DIRECTIONS> The required lines are those that contain "position"; pull them out of the data and copy them.

*** Opening of RECORDS FOR THIS EXERCISE ***

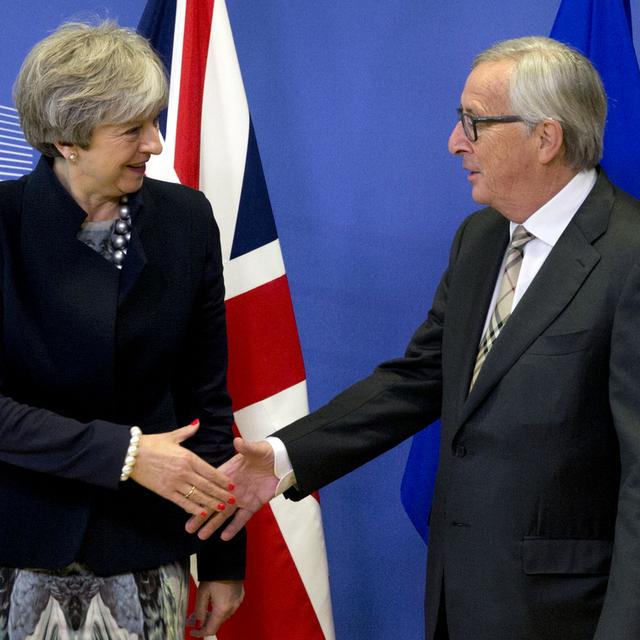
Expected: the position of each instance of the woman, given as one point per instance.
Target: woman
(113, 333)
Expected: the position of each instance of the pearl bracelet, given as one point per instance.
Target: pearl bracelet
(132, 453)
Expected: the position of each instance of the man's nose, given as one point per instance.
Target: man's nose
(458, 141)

*** Close of RECORDS FOR THIS EXERCISE ***
*** Opening of RECORDS FOR THIS EXERCISE ***

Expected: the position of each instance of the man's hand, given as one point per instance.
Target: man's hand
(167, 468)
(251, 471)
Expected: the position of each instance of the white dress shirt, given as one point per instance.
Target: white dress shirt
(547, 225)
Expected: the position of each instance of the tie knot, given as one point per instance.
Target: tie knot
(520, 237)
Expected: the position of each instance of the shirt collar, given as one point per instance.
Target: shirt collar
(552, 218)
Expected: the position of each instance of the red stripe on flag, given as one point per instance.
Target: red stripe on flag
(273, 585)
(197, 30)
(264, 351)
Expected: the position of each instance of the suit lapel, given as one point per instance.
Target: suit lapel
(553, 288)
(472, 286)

*** Close of RECORDS FOR THIS EXERCISE ***

WRITTEN ANSWER>
Expected: the position of each instance of the woman, given as one point per instance.
Expected: the position of each instance of the pearl bracelet, given as one point per instance.
Expected: the position of each instance of the man's nose, given as one point per instance.
Expected: the position of each instance of the man's hand, given as one point per instance.
Expected: the position of each instance of the white dress shirt, given as one point per instance.
Expected: the position of each instance of the tie knot, given as one point per instance.
Expected: the position of each instance of the shirt collar, given as one point per instance.
Expected: the position of each instance of the red stripe on flag, given as one point per instance.
Expected: the position of each instance of the suit lapel, given as one point per instance.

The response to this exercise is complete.